_ASSIGNMENT_.
Retype each entry below exactly as it stands.
___ ENTRIES SUPPLIED ___
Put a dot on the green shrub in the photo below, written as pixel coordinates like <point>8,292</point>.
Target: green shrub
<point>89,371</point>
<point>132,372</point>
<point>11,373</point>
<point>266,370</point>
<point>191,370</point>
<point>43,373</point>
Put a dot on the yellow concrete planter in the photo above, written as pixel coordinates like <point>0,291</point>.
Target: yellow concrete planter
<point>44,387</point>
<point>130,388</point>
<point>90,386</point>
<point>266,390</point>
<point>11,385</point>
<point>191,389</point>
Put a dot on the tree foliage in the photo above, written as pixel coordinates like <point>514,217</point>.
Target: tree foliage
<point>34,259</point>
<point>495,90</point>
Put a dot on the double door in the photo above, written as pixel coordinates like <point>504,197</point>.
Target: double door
___
_RESULT OF THE EXERCISE_.
Put a dot on the green shrub in the photo below, written as pixel coordinates like <point>8,292</point>.
Target: green shrub
<point>89,371</point>
<point>132,372</point>
<point>11,373</point>
<point>266,370</point>
<point>191,370</point>
<point>43,373</point>
Put a dot on the yellow concrete planter in the photo above, written as pixel coordinates like <point>0,291</point>.
Target: yellow concrete planter
<point>44,387</point>
<point>130,388</point>
<point>90,386</point>
<point>266,390</point>
<point>11,385</point>
<point>191,389</point>
Put a dot on the tree foliage in the photo above, written as pixel coordinates like <point>514,217</point>.
Target: tree foliage
<point>34,259</point>
<point>495,90</point>
Put a dot on the double door in the photo above, written as pixel coordinates like <point>504,197</point>.
Target: double door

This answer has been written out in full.